* _Dataset entries_:
+ + + +

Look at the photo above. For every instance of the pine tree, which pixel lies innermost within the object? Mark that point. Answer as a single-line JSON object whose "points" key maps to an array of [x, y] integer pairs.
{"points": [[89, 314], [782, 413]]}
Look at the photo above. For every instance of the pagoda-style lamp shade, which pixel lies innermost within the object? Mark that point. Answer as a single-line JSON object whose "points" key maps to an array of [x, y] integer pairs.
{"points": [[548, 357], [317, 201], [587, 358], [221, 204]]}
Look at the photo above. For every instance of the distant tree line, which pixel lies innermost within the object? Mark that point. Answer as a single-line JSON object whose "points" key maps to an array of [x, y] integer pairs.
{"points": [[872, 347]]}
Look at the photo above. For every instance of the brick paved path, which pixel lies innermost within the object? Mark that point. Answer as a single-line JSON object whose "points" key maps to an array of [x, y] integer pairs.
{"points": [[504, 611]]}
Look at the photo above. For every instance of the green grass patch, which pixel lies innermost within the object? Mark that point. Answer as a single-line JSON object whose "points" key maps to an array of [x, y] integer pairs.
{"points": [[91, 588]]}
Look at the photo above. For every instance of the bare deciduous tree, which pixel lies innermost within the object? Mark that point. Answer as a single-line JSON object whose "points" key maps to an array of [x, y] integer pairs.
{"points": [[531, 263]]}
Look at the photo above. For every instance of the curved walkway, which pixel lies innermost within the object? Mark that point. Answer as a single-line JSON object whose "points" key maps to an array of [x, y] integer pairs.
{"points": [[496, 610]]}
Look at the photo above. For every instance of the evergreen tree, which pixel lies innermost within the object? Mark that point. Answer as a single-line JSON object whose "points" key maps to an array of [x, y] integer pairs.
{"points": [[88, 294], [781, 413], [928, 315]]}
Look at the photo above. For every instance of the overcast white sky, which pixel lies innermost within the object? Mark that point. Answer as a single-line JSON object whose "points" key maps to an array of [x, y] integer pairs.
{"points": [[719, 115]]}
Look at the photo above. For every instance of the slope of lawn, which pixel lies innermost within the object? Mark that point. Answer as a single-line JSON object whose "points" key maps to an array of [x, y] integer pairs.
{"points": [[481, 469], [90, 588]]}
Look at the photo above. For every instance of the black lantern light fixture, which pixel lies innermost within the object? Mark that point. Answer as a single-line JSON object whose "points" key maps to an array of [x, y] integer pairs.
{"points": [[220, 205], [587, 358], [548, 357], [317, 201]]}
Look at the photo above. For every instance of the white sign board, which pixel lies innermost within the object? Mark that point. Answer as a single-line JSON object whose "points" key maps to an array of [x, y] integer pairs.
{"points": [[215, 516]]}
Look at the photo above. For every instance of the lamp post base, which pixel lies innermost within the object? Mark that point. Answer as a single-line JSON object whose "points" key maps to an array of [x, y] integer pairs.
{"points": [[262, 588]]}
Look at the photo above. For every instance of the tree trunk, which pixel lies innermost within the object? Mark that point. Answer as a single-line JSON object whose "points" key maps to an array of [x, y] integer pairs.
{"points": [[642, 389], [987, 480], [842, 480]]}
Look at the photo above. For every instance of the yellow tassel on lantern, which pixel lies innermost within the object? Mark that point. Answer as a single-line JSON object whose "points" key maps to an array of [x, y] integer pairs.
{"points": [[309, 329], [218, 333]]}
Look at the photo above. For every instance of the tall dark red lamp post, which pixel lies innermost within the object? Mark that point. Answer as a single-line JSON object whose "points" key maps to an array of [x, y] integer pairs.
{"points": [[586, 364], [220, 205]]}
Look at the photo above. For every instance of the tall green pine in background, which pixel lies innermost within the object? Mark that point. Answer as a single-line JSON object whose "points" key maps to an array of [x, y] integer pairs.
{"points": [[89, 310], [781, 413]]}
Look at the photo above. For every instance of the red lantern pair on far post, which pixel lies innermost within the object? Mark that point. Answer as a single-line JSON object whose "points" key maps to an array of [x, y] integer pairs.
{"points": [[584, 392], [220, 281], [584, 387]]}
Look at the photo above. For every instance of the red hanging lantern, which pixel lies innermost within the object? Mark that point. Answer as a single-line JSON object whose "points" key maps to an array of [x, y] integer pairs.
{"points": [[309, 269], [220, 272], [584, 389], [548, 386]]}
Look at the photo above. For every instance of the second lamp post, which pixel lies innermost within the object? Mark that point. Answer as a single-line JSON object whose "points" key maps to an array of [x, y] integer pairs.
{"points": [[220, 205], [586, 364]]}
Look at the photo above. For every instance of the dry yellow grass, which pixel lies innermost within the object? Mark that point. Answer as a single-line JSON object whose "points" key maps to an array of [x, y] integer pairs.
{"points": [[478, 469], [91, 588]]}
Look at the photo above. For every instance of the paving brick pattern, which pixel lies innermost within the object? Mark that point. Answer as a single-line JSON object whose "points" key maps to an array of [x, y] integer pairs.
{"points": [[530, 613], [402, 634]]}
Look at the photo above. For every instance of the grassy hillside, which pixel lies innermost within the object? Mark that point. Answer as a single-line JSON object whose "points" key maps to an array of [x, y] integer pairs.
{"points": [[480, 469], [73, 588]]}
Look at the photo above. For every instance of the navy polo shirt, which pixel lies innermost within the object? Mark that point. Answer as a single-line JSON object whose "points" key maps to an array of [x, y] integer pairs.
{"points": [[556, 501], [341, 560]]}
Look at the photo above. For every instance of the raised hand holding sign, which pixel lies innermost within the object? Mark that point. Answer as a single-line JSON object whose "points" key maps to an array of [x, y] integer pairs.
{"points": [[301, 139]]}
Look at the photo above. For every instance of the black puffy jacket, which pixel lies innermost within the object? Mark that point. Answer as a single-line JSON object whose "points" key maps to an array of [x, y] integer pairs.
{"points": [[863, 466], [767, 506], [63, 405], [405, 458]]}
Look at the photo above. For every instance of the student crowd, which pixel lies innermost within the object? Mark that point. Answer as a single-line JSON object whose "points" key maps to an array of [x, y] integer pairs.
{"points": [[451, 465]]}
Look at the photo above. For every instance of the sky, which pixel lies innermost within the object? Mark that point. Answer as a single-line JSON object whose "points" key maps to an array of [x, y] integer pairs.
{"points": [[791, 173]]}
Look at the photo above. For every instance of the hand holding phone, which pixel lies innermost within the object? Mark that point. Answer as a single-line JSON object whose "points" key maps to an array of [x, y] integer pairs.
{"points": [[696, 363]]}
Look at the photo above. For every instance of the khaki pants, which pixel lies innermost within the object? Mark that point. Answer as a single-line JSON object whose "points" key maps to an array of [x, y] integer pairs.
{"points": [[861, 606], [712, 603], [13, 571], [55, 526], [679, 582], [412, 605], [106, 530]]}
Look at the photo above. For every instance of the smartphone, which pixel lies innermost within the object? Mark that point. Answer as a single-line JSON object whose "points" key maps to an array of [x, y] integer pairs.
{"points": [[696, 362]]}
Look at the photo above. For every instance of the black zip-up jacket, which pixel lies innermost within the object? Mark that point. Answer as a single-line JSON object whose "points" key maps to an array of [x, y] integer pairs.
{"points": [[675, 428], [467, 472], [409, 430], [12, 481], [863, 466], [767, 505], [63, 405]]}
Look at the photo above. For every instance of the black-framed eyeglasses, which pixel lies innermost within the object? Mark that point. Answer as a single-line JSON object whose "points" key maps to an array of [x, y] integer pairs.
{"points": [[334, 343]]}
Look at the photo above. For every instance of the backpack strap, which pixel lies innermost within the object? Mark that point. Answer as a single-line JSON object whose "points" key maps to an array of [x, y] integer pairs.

+ + + +

* _Stated exercise_:
Reproduce only the lines between the line containing "Look at the photo above. For every instance of the khaki" and the last line of the records, those two lines included, exactly.

* _Response below_:
Look at the photo above. For every instance of the khaki pants, which pixel lies innermost within the object? Mark that point. Answer as a single-line JSON object whose "points" key maps to an array of [x, y] integer pairs.
{"points": [[861, 606], [712, 603], [13, 571], [55, 526], [679, 582], [412, 605], [106, 530]]}
Look at the photo above. For every instance of the smartphone, which pixel lies innermost within the object? Mark that point. Answer as a single-line JSON object whose "points" key maps to an array of [x, y] integer pairs.
{"points": [[696, 362]]}
Look at the photo above. For every instance of the black zip-up jacket, which pixel lies innermost within the object? Mark that point. Answer as a single-line JSON object whose "points" key maps to an array of [x, y] integer pairs.
{"points": [[675, 428], [467, 472], [409, 430], [12, 481], [863, 466], [767, 505], [63, 405]]}
Look at the photo above. For every instance of the black-framed eyeglasses, which pixel lies innermost within the object? Mark that point. Answer as a single-line JSON object whose "points" key maps to an array of [x, y] integer pairs.
{"points": [[334, 343]]}
Look at the photo above. For every instance of the backpack strap, which pixel lies innermost within the object? Mark that point. Answer as a single-line JSON object whose "points" key maps to an array of [x, y] integer pairs.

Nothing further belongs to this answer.